Directive:
Using the text below about the Learn4PE pilot initiative, answer each question.
(a) For how many weeks did participants learn together in the first iteration?
(b) In what year did Canada publish its Principles of Public Engagement?
(c) Which central agency oversees and reports on consultations?

Selected text:
Learning Together for Better Public Engagement (Learn4PE) was a pilot initiative designed to build public engagement capacity across the Government of Canada. In its first iteration, participants spent five weeks learning together in English and French, both online and by participating in live sessions with experts. While targeted towards federal public servants, registration was open to all, enabling the exchange of relevant ideas and resources.
Innovation Summary
Innovation Overview
The Government of Canada has taken a number of steps to enhance open and transparent government, and to share best practices domestically and internationally. As part of these commitments, Canada published Principles of Public Engagement in 2017. The Privy Council Office (PCO), the central agency responsible for overseeing and reporting on consultations, developed a series of resources to build public servant’s engagement capacity for engagement planning and design, in partnership with a government-wide Public Engagement Community of Practice.

Source material:
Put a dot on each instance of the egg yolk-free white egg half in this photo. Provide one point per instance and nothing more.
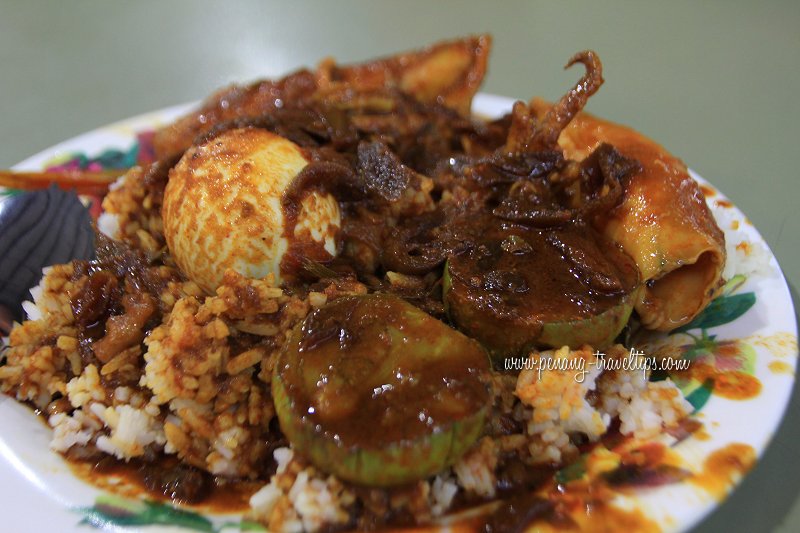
(222, 209)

The answer:
(a) Five weeks.
(b) 2017.
(c) The Privy Council Office (PCO).